Set task A — In the community property passage, when did AB 205 extend California's community property laws to state-registered domestic partners?
Set task B — Count the lines of the rows that contain the string "rear", with case taken into account. Reply with the number only.
------ Article ------
Similarly, if you moved from New York to California,
you would each own a half-share interest in your California house,
regardless of whose name is on the title, because it was acquired
during marriage in a community property state.
Another exception to community property involves
pensions. In general, most private and military pensions are considered
community property, at least the portion you paid into the pension
or earned during the marriage. But federal pensions, including Social
Security and railroad retirement, are considered individual, not
community property, under federal law.
Couples can, again, overrule the marital property
laws of their state by signing a prenuptial or postnuptial agreement
stating their preferences or by gifting money or real property in
writing to transmute them into either individual or community ownership.
Couples in second or third marriages often choose to keep some assets
and even their incomes separate in this way for estate planning
purposes.
"Spouses can divide things any way they want,"
says Clifford. "The only wrinkle is, you'd better make sure
there is an equal bargaining power in the agreement." Otherwise
it may not hold up in litigation, he says. "But as long as
it's fair, and both spouses want it, they can do whatever they want."
Same-sex complications
Community property holds some potentially eye-opening consequences
for same-sex couples in California, where legislation known as AB
205 extended the state's community property laws to state-registered
domestic partners in January 2005.
------ Record list ------
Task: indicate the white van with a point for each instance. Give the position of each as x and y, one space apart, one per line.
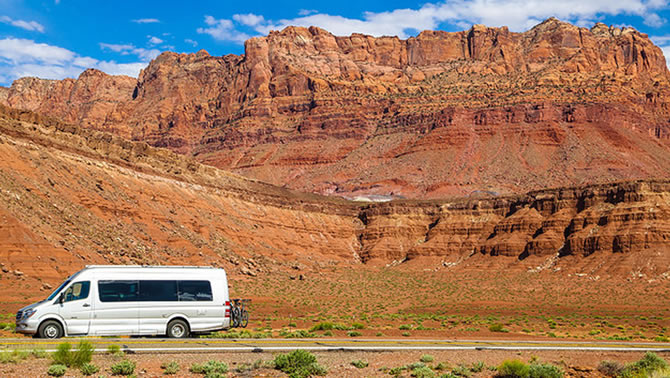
132 300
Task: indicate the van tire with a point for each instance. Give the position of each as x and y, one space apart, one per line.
178 329
50 329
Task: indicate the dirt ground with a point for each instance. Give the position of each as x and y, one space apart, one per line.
575 364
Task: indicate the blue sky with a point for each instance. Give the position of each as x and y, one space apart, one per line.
60 38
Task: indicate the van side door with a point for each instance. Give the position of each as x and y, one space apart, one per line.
117 308
75 307
158 302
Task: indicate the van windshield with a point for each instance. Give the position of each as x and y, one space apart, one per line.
58 289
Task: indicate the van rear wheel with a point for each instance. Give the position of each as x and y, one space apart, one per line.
178 329
50 329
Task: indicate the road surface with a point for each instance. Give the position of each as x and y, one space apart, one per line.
159 345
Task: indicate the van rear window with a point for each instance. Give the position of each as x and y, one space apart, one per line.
118 291
155 291
195 291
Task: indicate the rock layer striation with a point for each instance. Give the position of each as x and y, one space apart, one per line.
437 114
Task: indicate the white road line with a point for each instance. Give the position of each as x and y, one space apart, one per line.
377 348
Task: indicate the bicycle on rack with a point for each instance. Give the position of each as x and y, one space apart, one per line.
239 316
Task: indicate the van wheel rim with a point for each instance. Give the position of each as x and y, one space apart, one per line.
178 330
51 332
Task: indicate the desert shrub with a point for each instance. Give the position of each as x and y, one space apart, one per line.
461 371
114 350
323 326
497 327
82 355
170 368
538 370
427 358
65 356
645 367
57 370
610 368
124 367
88 369
513 369
423 372
62 354
210 367
299 364
297 334
478 367
14 356
360 364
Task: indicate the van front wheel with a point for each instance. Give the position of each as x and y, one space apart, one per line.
50 329
177 329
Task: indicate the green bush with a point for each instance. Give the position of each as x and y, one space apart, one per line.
88 369
170 368
423 372
360 364
323 326
645 367
297 334
497 327
124 367
114 350
82 355
610 368
57 370
62 354
210 367
538 370
299 364
513 369
427 358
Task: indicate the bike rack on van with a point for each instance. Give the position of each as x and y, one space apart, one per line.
239 316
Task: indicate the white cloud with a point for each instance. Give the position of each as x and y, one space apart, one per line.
15 50
144 54
27 25
24 57
223 30
146 21
519 15
154 40
249 19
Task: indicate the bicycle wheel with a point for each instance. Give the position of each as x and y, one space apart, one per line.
235 315
244 320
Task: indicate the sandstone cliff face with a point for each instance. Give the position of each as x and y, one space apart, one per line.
71 196
434 115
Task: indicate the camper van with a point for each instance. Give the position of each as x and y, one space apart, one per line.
175 301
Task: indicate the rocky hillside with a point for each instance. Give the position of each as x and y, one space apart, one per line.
438 114
71 196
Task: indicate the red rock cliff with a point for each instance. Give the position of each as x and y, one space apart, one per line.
434 115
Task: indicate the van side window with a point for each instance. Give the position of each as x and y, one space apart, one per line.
195 291
78 290
118 291
156 290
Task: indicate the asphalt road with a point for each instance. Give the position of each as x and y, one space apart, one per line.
158 345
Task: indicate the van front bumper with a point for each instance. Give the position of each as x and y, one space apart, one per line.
27 326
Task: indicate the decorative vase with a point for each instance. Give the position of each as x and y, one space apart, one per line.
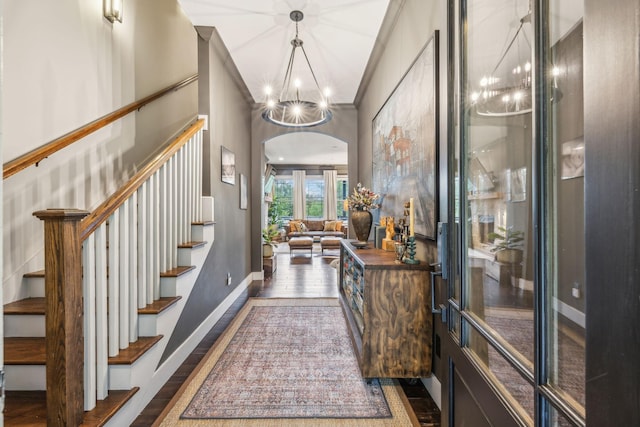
361 221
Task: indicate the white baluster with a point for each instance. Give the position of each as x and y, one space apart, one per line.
102 333
89 300
133 268
155 239
114 289
123 244
162 209
143 241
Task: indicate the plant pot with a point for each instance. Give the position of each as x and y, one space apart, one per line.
267 250
509 256
361 222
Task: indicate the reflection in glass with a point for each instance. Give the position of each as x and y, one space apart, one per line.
558 420
566 275
497 161
504 375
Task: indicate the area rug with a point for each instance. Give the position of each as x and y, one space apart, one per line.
286 362
518 331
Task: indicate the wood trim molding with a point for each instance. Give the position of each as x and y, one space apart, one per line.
109 206
35 156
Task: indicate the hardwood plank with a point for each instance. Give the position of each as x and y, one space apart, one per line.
191 245
29 408
159 306
178 271
24 351
26 306
135 350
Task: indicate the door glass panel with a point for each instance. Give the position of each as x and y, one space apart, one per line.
559 420
508 380
497 170
566 297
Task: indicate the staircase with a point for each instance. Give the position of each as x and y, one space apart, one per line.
141 253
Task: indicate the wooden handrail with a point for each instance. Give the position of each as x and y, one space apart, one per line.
109 206
34 156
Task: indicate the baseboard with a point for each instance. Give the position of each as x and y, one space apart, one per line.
433 386
147 391
569 312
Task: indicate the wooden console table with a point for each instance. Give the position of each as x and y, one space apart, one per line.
388 311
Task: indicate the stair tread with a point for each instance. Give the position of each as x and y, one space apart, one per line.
39 273
191 245
159 305
136 349
26 306
205 223
24 351
178 271
31 351
30 408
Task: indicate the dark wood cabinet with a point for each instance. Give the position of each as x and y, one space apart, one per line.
388 309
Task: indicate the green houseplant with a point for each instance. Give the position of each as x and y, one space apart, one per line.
268 242
507 245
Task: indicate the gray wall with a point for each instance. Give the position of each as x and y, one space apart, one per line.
224 98
343 126
64 66
407 28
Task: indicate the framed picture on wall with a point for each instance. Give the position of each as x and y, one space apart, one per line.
405 140
228 166
243 191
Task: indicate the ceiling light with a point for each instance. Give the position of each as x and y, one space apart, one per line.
289 109
112 10
508 93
------
Full response A — In January 2005.

Full response B — 2